Task list
A. According to the Patient Zero review, which two songs does this roots-rocker merge?
B. Restate the Patient Zero review between "Patient Zero, Come" and "get the joke.", inclusive, putting "logo" in place of "mascot".

Patient Zero, Come and Maybe Get It (Independent)

You have to admire the balls of a guy who steals AOL’s instant messenger mascot for his own twisted purposes, gives himself the same moniker as the world’s first AIDS patient, and merges Talking Heads’ “Psycho Killer” with “House of the Rising Sun.” But this twisted local roots-rocker has a method to his madness, as laid out most effectively (and, therefore, most offensively) on his manifesto “Go Ahead (Vote Like a Fag).” It’s not often you hear a four-chord roadhouse rocker with any ideas, much less ones like, “If you want our troops put of Iraq / vote like a soldier” and “If you can imagine a world with no niggers / vote like you’re black.” Strong stuff, but on the side of the angels, at least, for those who get the joke.

Saved entries
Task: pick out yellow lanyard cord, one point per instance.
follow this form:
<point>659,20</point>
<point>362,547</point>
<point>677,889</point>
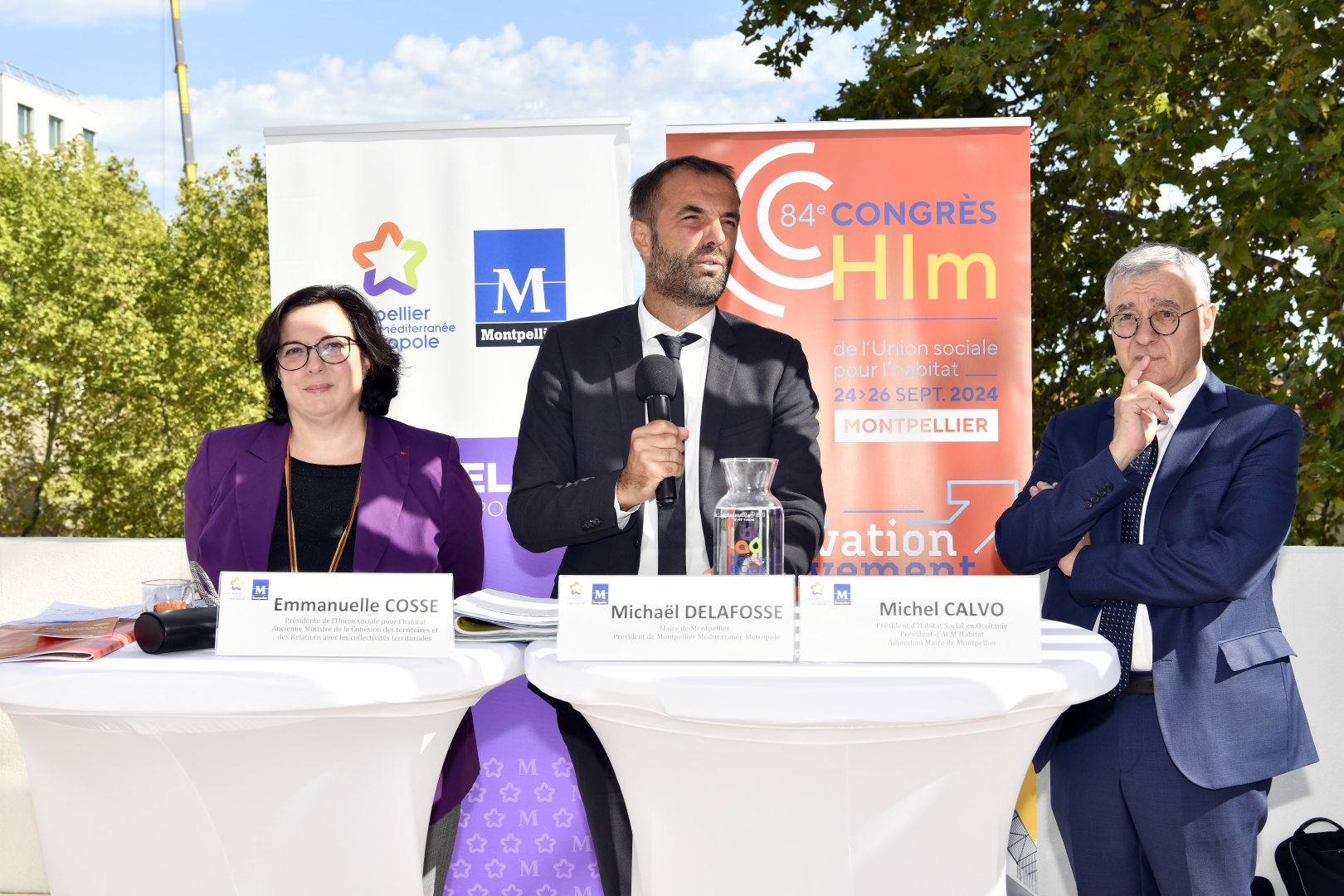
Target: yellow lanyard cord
<point>290,512</point>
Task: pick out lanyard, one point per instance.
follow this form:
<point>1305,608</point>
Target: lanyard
<point>290,512</point>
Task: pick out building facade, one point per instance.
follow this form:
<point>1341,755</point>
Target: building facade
<point>52,114</point>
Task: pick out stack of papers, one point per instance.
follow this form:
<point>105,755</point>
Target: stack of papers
<point>69,631</point>
<point>60,611</point>
<point>499,616</point>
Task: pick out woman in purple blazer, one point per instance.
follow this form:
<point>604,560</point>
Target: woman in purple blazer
<point>290,494</point>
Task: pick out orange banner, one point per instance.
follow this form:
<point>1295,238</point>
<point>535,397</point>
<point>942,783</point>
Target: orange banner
<point>899,254</point>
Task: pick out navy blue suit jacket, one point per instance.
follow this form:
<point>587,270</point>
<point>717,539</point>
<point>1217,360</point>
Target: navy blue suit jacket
<point>1218,511</point>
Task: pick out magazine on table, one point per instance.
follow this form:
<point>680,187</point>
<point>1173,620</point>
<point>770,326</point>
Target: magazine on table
<point>27,642</point>
<point>499,616</point>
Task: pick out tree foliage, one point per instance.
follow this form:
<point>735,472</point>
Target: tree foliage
<point>1214,124</point>
<point>123,338</point>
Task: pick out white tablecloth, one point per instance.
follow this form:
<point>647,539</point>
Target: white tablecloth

Solutions by task
A. Talking Heads' "Psycho Killer" and "House of the Rising Sun."

B.
Patient Zero, Come and Maybe Get It (Independent)

You have to admire the balls of a guy who steals AOL’s instant messenger logo for his own twisted purposes, gives himself the same moniker as the world’s first AIDS patient, and merges Talking Heads’ “Psycho Killer” with “House of the Rising Sun.” But this twisted local roots-rocker has a method to his madness, as laid out most effectively (and, therefore, most offensively) on his manifesto “Go Ahead (Vote Like a Fag).” It’s not often you hear a four-chord roadhouse rocker with any ideas, much less ones like, “If you want our troops put of Iraq / vote like a soldier” and “If you can imagine a world with no niggers / vote like you’re black.” Strong stuff, but on the side of the angels, at least, for those who get the joke.